■ Task item: Continue the reader comments on Pollan, body size and processed food, picking up after their last sentence.

■ Text excerpt:

********


    Size needs to be removed from the social discussion all together. No, my size isn’t your business. You have the freedom to say whatever the heck you want about me, but you can’t intrude on my “property” (body).

  4. Rachel says:

    I’m generally more inclined to side with liberals like Pollan over Rush most days, but I’m glad that Rush is using his bully platform for something useful for a change. I think Pollan oversimplifies and exaggerates the relationship he says exists between Big Food and obesity, but like the fat nutritionist, I do think that relationships do exist and that they are vast and complex. As even Linda Bacon explains in her book on HAES, food manufacturers have engineered ways to make people crave their foods and some of the chemicals used in processed food cause our bodies to react in different ways to them, including weight gain. And we can’t ignore the fact that poor people, who tend to be disproportionately fatter than non-poor people, also tend to eat more processed foods owing to the price disparity between them and healthier foods.

    I’m in agreement with much of what Pollan writes in his books about nutrition, the evils of processed foods and the need for healthier diets; I just wish he would leave weight out of the equation. Not only does his focus on obesity alienate pro-food fatties like myself, it also ignores the fact that millions of thin people also eat crap. An unhealthy diet is unhealthy for anyone, fat or thin, period.

********

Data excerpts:
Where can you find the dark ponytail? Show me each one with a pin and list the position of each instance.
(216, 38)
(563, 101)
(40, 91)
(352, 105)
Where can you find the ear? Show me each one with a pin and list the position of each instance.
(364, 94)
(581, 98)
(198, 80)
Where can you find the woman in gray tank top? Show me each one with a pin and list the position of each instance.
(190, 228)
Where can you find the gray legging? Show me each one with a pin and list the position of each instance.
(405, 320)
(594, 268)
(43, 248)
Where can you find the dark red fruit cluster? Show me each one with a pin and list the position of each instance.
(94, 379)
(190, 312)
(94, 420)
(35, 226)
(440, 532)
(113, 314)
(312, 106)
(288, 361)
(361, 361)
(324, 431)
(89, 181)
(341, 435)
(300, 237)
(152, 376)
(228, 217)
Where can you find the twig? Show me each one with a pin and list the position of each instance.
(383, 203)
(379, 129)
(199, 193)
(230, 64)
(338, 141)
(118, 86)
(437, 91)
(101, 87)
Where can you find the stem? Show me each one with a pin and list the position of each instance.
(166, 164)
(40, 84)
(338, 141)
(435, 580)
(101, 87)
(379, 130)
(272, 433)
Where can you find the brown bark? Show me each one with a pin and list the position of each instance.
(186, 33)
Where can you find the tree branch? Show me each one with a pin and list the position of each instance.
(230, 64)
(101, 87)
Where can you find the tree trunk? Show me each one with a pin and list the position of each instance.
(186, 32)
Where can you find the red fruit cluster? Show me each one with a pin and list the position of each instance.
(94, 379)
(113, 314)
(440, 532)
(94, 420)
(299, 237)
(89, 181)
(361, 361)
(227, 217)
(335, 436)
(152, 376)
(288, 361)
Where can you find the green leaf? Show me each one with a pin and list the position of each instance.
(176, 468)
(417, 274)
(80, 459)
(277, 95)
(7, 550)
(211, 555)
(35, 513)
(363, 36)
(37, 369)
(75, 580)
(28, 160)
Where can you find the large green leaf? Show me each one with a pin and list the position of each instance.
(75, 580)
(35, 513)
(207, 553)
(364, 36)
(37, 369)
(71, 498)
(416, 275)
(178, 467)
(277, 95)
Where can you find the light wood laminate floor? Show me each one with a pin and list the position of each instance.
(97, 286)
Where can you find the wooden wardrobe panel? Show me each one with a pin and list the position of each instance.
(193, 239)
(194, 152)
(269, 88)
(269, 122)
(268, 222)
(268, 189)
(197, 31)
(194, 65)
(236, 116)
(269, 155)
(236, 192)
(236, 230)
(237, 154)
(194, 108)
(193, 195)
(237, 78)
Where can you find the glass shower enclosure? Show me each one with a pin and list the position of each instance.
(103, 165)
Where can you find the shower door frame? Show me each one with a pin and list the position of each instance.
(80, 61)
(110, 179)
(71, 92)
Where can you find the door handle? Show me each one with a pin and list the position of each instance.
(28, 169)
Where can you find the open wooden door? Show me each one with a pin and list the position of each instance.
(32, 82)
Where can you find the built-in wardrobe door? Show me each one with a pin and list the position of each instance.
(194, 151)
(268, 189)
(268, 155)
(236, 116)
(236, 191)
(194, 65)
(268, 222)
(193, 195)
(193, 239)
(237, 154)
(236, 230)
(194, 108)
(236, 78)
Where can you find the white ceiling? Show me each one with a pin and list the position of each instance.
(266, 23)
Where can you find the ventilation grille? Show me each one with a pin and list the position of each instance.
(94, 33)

********

■ Task response:
  5. bstu says:

    I don’t really see much good in what Rush is doing. He’s just using the issue to demogauge. He’s assigning Me!Me! Roth to the “left” with no justification. She’s not a liberal activist. She’s been quite apolitical, aside starting her fake career with a stunt that objectified women and suggested that women should always fit into their wedding dresses or they were dishonoring their husbands or something. He’s not attacking fat bigotry, he’s just attacking liberals and pretending that fat bigotry is a liberal issue. There are certainly liberal fat haters, but there are conservative ones, too. That’s now how Rush is approaching, this, though. Its not about opposing fat stigmatization. Just fat stigmatization promoted by liberals. If anything, that approach ultimately privileges conservative fat bigots so it can hardly even be said to be doing some good.

  6. bigliberty says:

    I do get the reaction to what Rush says as being something people will naturally see as always colored by his political beliefs — it makes sense, that’s what he’s all about. He sees his world through his moral value system which is his politics. But Newsweek isn’t really known for its conservative bent, and he quoted at length from that article. The argument can be made that he could have been doing it just because it provided him with talking points to argue with someone who was making a more left-leaning point, but why quote from that article? He could have just made the pure economic point that Nanny-state overregulation of behavior using economic measures (like taxation, fees, subsidies, and so forth) is self-defeating. He didn’t have to talk about fat at all.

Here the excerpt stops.